[BEGIN PASSAGE SHOWN]

Send a prompt for text completion (non-chat format).

aigo complete [OPTIONS] [PROMPT]

If PROMPT is omitted, input is read from stdin.

Options:

Option Short Description
--model <MODEL> -m Model to use.
--max-tokens <INT> Maximum tokens to generate (default: 256).
--temperature <FLOAT> Sampling temperature 0.0–2.0 (default: 0.7).

config - Configuration Management

Manage CLI configuration settings.

  • aigo config path: Show configuration file path.
  • aigo config get <KEY>: Get a configuration value.
  • aigo config set <KEY> <VALUE>: Set a configuration value.
  • aigo config list: List all configuration values.
  • aigo config reset: Reset configuration to defaults.

model - Local Model Management

Manage models stored on the local disk.

  • aigo model list: List all local models.
  • aigo model info <MODEL_ID>: Get detailed information about a specific model.

[END PASSAGE SHOWN]
[BEGIN MATERIAL SHOWN]

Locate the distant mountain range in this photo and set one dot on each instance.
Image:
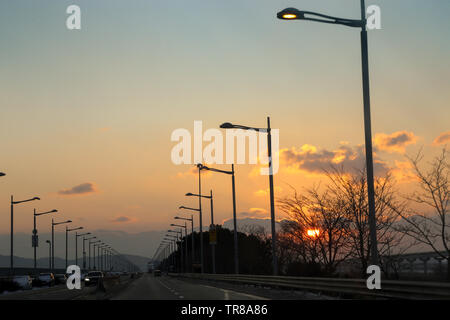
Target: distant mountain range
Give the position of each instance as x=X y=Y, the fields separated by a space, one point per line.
x=142 y=244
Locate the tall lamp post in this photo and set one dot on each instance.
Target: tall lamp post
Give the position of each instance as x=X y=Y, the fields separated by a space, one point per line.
x=12 y=228
x=192 y=235
x=53 y=240
x=193 y=243
x=295 y=14
x=212 y=227
x=180 y=239
x=49 y=254
x=67 y=241
x=35 y=236
x=185 y=242
x=174 y=240
x=228 y=125
x=76 y=245
x=92 y=242
x=84 y=251
x=233 y=190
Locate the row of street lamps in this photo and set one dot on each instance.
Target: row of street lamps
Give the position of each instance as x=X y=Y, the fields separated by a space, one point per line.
x=105 y=253
x=166 y=244
x=295 y=14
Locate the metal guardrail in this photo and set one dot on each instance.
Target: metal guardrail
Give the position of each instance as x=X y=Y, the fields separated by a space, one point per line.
x=390 y=289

[END MATERIAL SHOWN]

GIVEN REQUEST 1 ▸
Answer these questions about the command reference:
(a) What is the default value of the maximum number of tokens to generate?
(b) Which command resets the configuration to its defaults?
(c) Where is input read from if PROMPT is omitted?
GIVEN REQUEST 2 ▸
Find every line in the dataset entries that contains the word "mountain", and copy each of those lines.

COMPLETE RESPONSE 1 ▸
(a) 256
(b) aigo config reset
(c) stdin

COMPLETE RESPONSE 2 ▸
Locate the distant mountain range in this photo and set one dot on each instance.
Target: distant mountain range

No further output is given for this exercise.